# Start of Source material

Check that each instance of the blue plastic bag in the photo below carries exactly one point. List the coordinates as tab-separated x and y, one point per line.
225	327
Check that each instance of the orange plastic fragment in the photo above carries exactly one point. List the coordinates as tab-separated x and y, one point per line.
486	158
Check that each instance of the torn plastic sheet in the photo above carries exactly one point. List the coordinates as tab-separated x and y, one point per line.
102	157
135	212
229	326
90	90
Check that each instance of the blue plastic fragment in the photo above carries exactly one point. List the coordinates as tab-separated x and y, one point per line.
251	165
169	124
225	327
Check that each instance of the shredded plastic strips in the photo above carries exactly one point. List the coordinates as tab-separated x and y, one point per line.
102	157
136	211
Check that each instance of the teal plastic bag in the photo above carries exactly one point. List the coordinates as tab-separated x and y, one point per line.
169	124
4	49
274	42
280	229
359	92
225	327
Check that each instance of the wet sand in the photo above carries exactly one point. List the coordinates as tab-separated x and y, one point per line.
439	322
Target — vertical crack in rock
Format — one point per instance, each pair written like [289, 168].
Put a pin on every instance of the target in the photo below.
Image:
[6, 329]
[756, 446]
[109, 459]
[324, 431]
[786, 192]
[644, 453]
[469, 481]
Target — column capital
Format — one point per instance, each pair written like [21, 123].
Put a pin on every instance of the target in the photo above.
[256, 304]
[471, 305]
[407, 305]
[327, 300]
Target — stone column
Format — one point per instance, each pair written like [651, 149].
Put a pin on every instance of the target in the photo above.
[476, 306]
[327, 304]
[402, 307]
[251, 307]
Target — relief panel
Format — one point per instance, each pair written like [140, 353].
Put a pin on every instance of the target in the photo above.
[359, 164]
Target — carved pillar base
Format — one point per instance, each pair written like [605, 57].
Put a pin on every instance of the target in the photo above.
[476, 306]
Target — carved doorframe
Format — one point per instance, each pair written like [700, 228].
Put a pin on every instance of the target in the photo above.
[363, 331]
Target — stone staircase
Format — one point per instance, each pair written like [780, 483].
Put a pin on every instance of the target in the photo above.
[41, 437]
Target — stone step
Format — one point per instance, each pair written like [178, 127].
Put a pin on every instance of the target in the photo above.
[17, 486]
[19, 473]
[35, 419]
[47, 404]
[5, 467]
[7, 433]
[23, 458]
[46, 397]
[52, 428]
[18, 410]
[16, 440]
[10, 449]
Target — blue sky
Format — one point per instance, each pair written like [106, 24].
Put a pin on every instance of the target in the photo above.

# End of Source material

> _What the exercise asks_: Output the listing above word for word.

> _Exercise output_:
Check that each instance of the blue plastic bag in the photo below carries exactly one point. List the coordinates as tab-separated x and y, one point per line.
225	327
Check that each instance of the orange plastic fragment in the photo above carries exactly one point. List the coordinates as tab-separated x and y, one point per line.
486	158
Check that each instance of the torn plastic sheet in the photo above carries exactly one point. List the coordinates as tab-separated x and y, one point per line.
102	157
135	212
229	326
90	90
Check that each instance of the blue plastic fragment in the photo above carries exactly one point. List the coordinates as tab-separated x and y, one point per line.
251	165
169	124
225	327
Check that each instance of the shredded plastic strips in the photo above carries exactly one point. List the coordinates as tab-separated x and y, one point per line.
102	157
136	211
Check that each instance of the teal plastic bag in the photo above carries exactly one point. List the coordinates as tab-separated x and y, one point per line.
169	124
4	49
274	42
280	229
359	92
225	327
Check that each instance of the wet sand in the photo above carries exactly one point. List the coordinates as tab-separated x and y, one point per line.
439	322
Target — vertical crack in rock
Format — one point per instance, each pair written like [289, 168].
Put a pin on every instance of the target in the photo below.
Image:
[6, 329]
[756, 446]
[109, 459]
[324, 431]
[786, 192]
[644, 453]
[469, 481]
Target — column capital
Format — one point per instance, each pair written like [21, 123].
Put a pin on every instance of the target in the photo above.
[256, 304]
[471, 305]
[407, 305]
[327, 300]
Target — stone column
Format — one point per instance, each pair written like [651, 149].
Put a pin on every instance of the target in the photo above.
[476, 306]
[327, 304]
[402, 307]
[251, 307]
Target — relief panel
Format — one point per instance, each pair written like [140, 353].
Put a pin on every instance of the target in the photo above.
[359, 164]
Target — carved pillar base
Format — one point per instance, each pair written like [605, 57].
Put a pin on every instance of the target in the photo above.
[476, 306]
Target — carved doorframe
Format — one point per instance, each pair written like [700, 228].
Put a pin on every instance of the target in the photo above.
[363, 331]
Target — stone staircase
Format — one point per instance, each pair written like [780, 483].
Put a pin on every instance of the target in the photo above.
[41, 437]
Target — stone step
Format — one point per instance, each pair written like [178, 127].
Put a pin on every instance of the target in the photo above.
[17, 486]
[19, 473]
[35, 419]
[47, 404]
[5, 467]
[7, 433]
[23, 458]
[46, 397]
[52, 428]
[18, 410]
[16, 440]
[10, 449]
Target — blue sky
Format — one point per instance, each pair written like [106, 24].
Put a pin on every instance of the target in the photo above.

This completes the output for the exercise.